* _ACTIVITIES_
A) In the dementia care article, what does the NHS Operating Framework set out?
B) Name every organization mentioned in the dementia care article.
C) Extend the dementia care article past its final sentence with a few more paragraphs in the same style.

* _EXCERPT_
◇ ◇ ◇ ◇ ◇ ◇ ◇

Better Care for Dementia?

Better Care for Dementia?

Dementia services in England are not getting the priority that was promised, the National Audit Office has said.

It urges the Department of Health to demonstrate that its dementia strategy, published last year, is not just words.

The plans include action to boost early diagnosis and better patient and carer support. The NAO praises the ambition but asks whether they can be delivered.

Care services minister Phil Hope welcomed the report but insisted the implementation plan was on track.

‘Very patchy’

“We are in the first year of our ambitious five year National Dementia Strategy – change will not happen immediately,” he said.

“There is still much more to be done and we are working hard to put the plans outlined in the strategy into place.”

The NAO report describes the dementia strategy as “comprehensive and ambitious”. However, it says achieving the planned “transformation” in services will be very challenging.

In particular it criticises a failure to make dementia a national priority in the NHS Operating Framework – which sets out the key areas for the NHS in the year ahead.

◇ ◇ ◇ ◇ ◇ ◇ ◇

* _EXTRACTED MATERIAL_
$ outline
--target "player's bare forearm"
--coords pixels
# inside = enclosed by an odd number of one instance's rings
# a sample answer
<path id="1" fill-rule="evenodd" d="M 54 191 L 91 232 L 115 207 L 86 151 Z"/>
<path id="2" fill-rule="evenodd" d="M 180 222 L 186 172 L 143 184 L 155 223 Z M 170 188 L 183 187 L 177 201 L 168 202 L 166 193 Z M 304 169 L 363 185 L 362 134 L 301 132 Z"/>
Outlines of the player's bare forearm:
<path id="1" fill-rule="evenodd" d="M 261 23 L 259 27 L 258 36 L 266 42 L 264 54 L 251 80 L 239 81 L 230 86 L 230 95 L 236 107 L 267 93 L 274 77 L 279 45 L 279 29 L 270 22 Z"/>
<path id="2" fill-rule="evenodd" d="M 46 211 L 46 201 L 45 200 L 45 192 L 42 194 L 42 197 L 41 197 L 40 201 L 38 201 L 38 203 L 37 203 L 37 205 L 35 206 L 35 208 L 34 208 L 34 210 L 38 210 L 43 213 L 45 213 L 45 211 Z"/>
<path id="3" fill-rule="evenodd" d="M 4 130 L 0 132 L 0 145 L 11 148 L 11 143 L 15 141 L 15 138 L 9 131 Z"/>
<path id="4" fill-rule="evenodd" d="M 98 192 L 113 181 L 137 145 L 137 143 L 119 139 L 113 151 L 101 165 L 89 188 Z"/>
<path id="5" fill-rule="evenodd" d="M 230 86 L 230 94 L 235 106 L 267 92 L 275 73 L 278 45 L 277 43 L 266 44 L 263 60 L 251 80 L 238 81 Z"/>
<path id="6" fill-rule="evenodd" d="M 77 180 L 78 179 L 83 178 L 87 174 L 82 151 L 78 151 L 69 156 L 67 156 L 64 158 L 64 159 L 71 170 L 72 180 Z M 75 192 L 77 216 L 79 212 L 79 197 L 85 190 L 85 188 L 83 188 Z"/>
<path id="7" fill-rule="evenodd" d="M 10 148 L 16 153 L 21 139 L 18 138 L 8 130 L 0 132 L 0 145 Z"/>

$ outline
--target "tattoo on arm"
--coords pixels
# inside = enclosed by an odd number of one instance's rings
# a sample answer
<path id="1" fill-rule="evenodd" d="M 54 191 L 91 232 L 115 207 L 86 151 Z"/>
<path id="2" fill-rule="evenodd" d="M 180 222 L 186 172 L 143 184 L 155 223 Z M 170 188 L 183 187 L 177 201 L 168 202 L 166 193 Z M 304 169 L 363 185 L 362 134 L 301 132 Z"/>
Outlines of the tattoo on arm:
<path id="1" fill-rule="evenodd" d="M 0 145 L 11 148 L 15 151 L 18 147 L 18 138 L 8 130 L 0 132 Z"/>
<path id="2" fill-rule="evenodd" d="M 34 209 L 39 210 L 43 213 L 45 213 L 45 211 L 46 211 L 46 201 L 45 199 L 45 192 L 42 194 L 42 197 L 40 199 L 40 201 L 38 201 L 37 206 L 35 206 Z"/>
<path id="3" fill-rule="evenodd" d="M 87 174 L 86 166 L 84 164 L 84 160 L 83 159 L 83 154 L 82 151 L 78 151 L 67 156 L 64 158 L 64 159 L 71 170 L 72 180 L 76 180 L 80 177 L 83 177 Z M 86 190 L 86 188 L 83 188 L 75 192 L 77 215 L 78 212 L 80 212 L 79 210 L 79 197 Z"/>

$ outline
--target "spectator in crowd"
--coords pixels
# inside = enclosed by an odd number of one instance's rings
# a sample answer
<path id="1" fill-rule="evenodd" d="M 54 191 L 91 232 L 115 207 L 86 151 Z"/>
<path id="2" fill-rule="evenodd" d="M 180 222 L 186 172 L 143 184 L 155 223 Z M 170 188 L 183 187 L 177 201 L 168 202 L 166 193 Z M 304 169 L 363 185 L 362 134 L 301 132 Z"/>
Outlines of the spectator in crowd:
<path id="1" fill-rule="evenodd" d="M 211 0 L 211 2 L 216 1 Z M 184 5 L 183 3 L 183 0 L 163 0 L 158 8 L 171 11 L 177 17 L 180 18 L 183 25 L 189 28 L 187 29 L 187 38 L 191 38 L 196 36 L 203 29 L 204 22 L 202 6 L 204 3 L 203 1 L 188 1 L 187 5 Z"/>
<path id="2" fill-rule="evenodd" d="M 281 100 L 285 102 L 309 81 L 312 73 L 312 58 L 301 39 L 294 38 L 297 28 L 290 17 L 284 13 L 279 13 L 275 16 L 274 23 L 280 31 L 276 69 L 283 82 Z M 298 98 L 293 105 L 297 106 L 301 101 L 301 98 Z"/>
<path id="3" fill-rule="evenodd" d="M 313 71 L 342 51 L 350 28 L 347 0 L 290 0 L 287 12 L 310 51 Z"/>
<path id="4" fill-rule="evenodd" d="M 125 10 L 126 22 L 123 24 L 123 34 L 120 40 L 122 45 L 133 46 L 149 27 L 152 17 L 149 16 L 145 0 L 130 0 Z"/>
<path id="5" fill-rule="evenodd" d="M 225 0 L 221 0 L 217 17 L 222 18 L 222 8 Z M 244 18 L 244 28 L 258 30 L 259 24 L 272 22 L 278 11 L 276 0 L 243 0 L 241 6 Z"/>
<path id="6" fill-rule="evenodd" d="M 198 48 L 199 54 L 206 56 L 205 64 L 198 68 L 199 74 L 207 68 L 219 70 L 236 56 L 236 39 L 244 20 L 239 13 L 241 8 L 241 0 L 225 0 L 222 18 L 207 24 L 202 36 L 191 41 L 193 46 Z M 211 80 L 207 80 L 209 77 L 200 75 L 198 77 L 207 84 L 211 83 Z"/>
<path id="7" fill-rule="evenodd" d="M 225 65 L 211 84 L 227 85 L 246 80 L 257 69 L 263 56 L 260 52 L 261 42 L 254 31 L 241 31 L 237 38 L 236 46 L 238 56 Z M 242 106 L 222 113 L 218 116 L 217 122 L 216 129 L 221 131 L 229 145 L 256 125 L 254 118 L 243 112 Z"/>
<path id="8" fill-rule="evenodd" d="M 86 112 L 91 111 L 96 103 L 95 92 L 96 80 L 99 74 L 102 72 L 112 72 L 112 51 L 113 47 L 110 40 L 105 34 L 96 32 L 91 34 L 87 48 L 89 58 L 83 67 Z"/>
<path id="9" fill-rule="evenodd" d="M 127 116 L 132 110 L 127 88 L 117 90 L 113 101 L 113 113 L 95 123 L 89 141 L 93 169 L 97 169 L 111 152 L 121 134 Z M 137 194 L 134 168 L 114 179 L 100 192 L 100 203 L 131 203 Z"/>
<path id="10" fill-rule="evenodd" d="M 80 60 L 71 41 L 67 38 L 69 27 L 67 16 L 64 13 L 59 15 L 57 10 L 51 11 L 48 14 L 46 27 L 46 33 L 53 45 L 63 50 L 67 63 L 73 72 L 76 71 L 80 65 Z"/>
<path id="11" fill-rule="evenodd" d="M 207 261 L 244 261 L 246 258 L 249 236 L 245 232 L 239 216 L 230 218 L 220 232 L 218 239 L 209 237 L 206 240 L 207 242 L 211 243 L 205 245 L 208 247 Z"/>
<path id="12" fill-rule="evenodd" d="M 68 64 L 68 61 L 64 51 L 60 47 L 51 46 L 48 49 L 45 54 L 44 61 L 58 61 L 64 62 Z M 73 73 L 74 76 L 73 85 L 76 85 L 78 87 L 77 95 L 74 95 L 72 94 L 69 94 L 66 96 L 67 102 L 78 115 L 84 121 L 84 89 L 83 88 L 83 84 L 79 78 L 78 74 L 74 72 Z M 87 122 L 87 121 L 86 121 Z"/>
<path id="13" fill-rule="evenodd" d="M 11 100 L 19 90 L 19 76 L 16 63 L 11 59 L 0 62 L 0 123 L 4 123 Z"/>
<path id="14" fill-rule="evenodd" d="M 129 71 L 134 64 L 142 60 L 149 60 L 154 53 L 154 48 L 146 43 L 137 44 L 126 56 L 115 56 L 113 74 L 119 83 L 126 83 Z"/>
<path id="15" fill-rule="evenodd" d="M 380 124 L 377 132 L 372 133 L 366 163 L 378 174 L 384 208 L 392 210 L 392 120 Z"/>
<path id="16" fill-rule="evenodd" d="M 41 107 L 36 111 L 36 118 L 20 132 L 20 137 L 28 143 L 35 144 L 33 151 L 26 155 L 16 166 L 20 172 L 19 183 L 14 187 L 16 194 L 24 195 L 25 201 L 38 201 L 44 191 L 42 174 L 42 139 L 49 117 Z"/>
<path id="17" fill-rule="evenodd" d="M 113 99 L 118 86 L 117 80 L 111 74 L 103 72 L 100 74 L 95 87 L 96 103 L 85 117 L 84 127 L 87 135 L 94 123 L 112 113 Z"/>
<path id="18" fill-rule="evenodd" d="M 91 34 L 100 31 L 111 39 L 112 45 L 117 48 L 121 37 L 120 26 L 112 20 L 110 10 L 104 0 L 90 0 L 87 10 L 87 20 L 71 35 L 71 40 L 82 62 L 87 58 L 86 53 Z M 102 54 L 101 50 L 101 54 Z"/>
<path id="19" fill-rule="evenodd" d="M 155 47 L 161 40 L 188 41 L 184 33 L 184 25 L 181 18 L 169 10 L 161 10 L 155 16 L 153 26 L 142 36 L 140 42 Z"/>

◇ ◇ ◇ ◇ ◇ ◇ ◇

* _REPLIES_
A) It sets out the key areas for the NHS in the year ahead.

B) National Audit Office (NAO), Department of Health, NHS

C)
Change can’t come soon enough for the millions of families battling daily with this devastating condition
Andrew Ketteringham
Alzheimer’s Society

NAO director of health value for money Karen Taylor said trusts would concentrate on other issues if they were not made to focus on dementia.

“They won’t be giving it the priority or the urgency that both ourselves and the Public Accounts Committee were led to expect dementia would get when we reported on it in 2007,” she said.

The strategy is expected to cost nearly £2bn over 10 years, funded largely through efficiency savings. But the NAO says the eventual cost will be more than that.

Announcing the plans last February the government said trusts would receive an extra £150m over two years to support the strategy.

But the NAO says it is not clear how that money is being spent, or even if it is going into dementia services.

Its report says many trusts are still working out what extra services will be needed in their area.

It also describes joint working with social care as “very patchy”, leading to people with dementia being unnecessarily admitted to hospital, and going into residential care prematurely.

‘Race against time’

Other concerns include a lack of basic training for doctors and nurses.

“Almost every health professional comes into contact with patients who have dementia,” says the report, “yet there is no required basic training in how to understand and support them. Addressing this training gap will require concerted action over several years”.

Public Accounts Committee chairman Edward Leigh said the Department of Health was in danger of not being able to follow up on its dementia strategy.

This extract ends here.